> **Your goal**
Reproduce the material below word for word, from the line containing "rear bumper, given as one point per instance." down to the line containing "(1077, 755)", with both of those lines included.

> **Records for the task**
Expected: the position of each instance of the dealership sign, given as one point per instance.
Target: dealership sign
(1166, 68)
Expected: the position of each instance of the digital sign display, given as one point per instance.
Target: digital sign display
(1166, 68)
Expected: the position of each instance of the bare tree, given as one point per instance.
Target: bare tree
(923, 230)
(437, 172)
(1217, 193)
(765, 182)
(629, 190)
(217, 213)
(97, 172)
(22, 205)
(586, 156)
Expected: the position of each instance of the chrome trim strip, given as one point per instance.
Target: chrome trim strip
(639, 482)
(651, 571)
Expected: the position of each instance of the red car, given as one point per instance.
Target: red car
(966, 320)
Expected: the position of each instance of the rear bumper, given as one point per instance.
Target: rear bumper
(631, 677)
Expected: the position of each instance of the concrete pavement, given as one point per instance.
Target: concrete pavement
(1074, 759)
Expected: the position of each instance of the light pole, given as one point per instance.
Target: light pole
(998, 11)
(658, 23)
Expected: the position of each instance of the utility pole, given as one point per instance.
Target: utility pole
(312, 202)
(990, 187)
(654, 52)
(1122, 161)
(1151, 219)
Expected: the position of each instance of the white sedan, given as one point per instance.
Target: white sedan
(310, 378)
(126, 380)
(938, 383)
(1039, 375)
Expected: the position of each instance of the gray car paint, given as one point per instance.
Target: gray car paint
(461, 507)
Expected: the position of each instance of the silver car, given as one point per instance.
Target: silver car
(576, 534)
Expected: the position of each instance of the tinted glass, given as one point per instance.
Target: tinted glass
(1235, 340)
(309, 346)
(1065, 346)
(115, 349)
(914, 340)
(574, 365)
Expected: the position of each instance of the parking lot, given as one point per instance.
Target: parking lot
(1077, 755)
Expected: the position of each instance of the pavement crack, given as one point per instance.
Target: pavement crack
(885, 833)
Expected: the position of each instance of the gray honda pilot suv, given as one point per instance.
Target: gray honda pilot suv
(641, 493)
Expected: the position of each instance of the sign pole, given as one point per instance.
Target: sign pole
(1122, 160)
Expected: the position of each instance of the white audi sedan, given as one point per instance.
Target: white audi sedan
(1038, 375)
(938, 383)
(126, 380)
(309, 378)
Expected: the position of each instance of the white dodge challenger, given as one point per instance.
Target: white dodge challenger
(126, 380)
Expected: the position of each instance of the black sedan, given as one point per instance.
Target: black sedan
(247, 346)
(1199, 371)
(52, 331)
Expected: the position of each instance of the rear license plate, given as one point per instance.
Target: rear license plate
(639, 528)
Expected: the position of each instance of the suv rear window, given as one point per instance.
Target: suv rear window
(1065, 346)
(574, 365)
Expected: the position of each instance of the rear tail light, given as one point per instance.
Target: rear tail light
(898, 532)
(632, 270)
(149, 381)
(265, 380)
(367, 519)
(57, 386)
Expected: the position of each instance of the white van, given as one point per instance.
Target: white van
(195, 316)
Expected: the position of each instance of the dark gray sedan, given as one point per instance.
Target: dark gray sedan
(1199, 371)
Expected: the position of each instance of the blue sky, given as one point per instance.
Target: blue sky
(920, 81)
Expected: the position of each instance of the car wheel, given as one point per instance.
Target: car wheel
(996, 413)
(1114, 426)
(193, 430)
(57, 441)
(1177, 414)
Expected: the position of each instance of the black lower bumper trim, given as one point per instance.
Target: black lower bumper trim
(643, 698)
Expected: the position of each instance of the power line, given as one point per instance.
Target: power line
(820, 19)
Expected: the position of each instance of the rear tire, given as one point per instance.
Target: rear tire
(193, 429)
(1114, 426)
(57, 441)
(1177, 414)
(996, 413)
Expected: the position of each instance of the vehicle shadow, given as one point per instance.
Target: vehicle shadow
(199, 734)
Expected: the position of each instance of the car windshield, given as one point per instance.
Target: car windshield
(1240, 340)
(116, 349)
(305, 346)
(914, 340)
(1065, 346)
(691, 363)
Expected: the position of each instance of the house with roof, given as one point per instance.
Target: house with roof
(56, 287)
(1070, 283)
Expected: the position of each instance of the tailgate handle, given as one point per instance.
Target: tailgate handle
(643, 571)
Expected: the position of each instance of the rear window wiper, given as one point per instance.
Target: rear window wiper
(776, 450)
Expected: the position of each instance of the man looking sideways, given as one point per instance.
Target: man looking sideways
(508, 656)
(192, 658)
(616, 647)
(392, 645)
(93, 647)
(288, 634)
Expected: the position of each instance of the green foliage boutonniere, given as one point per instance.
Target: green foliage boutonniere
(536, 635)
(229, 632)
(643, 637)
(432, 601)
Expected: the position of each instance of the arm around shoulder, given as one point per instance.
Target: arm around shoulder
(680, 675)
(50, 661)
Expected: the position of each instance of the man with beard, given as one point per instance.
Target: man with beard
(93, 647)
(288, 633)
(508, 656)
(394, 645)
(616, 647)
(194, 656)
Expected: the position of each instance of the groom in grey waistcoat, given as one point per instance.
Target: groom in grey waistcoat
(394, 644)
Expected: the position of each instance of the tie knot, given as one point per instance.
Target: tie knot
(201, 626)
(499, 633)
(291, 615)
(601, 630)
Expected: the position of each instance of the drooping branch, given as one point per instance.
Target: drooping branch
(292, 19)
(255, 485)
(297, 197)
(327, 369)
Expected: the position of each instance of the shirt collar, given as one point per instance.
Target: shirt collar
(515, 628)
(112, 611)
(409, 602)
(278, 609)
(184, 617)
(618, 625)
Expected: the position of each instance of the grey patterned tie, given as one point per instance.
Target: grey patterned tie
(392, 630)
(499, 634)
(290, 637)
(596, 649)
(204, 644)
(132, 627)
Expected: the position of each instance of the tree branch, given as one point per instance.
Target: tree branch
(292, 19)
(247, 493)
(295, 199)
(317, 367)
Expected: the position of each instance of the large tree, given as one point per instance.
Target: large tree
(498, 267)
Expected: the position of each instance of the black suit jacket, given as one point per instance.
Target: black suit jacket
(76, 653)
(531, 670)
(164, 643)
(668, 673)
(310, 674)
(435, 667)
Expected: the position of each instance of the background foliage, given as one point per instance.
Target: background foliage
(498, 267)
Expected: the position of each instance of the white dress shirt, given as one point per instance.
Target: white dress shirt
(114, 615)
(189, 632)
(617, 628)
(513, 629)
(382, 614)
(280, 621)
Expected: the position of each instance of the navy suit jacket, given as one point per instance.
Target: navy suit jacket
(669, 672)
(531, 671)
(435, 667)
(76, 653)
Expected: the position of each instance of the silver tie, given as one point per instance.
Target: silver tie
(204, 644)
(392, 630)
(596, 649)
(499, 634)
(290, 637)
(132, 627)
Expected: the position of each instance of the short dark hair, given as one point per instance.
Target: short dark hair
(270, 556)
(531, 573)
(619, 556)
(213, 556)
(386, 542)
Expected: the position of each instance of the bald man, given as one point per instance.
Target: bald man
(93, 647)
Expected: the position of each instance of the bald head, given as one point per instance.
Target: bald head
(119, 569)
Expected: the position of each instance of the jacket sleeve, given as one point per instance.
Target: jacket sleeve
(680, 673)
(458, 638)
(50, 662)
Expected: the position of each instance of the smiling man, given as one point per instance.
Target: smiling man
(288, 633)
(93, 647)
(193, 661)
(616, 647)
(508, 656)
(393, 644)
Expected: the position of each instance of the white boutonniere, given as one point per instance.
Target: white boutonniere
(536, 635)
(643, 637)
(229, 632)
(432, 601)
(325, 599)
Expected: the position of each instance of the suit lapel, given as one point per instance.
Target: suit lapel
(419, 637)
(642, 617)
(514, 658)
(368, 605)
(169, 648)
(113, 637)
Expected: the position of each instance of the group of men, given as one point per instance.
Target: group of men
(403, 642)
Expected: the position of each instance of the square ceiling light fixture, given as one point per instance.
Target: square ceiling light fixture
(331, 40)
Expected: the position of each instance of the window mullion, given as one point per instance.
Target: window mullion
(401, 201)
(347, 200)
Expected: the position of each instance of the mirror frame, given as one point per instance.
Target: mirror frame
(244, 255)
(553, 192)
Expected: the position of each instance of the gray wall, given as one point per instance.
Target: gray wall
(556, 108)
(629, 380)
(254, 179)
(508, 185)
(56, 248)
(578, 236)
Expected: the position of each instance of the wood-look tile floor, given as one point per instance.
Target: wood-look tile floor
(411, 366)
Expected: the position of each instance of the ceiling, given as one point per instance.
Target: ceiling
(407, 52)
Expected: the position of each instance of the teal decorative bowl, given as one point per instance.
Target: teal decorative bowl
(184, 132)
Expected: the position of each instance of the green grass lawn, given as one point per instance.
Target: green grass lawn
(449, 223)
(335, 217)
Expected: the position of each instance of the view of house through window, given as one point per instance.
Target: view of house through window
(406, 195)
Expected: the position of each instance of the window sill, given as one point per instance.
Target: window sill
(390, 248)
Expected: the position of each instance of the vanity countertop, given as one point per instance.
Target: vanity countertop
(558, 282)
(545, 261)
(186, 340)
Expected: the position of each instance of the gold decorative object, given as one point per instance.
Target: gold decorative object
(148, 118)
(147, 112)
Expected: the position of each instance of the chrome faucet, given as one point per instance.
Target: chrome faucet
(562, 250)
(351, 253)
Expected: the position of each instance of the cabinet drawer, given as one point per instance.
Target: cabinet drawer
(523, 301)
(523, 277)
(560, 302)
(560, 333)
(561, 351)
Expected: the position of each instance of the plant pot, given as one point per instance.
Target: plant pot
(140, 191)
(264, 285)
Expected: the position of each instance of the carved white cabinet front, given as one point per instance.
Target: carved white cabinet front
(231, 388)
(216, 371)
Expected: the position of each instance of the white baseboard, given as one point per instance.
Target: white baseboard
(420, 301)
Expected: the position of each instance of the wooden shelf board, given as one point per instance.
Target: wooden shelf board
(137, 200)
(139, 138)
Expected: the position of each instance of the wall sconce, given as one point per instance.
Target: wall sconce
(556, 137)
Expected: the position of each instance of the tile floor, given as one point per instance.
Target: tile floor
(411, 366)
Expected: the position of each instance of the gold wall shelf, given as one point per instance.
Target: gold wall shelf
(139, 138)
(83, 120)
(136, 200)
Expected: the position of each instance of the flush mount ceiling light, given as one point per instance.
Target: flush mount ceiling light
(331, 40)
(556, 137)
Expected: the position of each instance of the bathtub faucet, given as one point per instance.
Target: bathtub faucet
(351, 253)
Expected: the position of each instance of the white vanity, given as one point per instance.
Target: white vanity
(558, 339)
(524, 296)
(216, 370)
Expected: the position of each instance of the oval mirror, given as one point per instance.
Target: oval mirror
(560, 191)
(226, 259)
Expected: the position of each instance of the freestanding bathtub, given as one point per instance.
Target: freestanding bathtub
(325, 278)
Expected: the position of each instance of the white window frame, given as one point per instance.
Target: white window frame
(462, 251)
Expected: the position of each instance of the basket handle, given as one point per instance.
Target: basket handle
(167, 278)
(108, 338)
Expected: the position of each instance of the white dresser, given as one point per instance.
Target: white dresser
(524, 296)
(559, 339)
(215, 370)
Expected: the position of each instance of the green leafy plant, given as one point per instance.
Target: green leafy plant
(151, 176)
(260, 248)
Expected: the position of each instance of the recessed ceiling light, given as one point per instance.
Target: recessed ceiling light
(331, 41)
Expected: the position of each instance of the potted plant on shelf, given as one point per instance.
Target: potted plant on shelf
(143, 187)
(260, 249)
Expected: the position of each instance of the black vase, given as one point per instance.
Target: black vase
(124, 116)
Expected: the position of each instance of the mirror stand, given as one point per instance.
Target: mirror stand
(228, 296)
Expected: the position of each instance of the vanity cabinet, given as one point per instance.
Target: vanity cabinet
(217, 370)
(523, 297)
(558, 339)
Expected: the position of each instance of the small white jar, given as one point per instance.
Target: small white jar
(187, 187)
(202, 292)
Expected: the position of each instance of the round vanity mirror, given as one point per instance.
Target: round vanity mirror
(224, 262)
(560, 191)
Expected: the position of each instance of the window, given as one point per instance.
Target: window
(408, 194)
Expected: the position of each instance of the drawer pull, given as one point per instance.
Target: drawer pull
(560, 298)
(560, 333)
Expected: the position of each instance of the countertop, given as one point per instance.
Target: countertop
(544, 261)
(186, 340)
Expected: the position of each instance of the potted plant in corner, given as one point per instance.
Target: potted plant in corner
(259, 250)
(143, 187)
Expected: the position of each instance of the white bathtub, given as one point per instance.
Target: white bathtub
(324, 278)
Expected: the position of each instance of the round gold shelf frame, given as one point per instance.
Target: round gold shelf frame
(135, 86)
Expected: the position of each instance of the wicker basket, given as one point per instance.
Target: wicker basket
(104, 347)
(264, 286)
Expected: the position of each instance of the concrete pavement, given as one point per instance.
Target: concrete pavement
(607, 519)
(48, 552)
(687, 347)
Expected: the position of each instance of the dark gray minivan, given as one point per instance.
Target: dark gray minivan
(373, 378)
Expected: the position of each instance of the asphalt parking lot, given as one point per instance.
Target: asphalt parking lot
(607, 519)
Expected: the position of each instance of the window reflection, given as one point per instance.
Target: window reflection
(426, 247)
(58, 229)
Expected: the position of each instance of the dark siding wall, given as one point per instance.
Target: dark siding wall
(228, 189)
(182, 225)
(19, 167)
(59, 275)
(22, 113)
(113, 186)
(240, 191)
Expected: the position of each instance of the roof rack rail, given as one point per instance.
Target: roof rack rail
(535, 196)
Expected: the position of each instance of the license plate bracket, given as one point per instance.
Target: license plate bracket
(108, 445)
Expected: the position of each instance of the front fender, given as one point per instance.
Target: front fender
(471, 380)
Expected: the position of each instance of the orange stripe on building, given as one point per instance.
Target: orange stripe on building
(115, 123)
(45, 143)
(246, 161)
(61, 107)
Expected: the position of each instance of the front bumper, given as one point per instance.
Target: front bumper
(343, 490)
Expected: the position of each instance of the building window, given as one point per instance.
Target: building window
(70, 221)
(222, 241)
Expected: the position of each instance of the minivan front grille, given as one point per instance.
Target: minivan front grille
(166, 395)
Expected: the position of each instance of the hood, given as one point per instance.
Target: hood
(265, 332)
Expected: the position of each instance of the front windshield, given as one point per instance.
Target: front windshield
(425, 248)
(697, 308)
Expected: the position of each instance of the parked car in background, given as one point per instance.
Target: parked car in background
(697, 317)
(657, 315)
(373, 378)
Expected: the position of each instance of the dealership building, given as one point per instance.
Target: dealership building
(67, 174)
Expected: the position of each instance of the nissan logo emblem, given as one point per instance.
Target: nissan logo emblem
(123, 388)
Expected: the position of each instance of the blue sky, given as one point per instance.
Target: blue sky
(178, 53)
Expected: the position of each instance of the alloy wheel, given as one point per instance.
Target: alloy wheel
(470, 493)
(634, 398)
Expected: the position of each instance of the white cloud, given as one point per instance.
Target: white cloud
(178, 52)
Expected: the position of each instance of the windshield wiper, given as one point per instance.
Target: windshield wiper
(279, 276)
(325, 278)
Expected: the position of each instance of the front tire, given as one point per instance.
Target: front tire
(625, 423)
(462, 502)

> **Worked answer**
Expected: the position of each instance of the rear bumper, given as one point per instance.
Target: rear bumper
(631, 677)
Expected: the position of each instance of the concrete pavement, given as one point per instance.
Target: concrete pavement
(1074, 759)
Expected: the position of each instance of the light pole, given as one point per instance.
Target: light pole
(998, 11)
(658, 23)
Expected: the position of each instance of the utility pole, given as one point per instance.
Target: utility pole
(312, 202)
(990, 187)
(654, 52)
(1122, 161)
(1151, 219)
Expected: the position of each instance of the white sedan, given as one point per instance.
Target: white sedan
(310, 378)
(126, 380)
(938, 383)
(1039, 375)
Expected: the position of each instance of the gray car paint, given as one point per instance.
Target: gray car paint
(461, 507)
Expected: the position of each instance of the silver car, given as one point per instance.
Target: silver car
(576, 534)
Expected: the position of each instance of the tinted glass, given as one point per instance.
Target: tinted glass
(1235, 340)
(309, 346)
(1065, 346)
(115, 349)
(914, 340)
(574, 365)
Expected: the position of each instance of the parking lot, given as one point per instance.
Target: parking lot
(1077, 755)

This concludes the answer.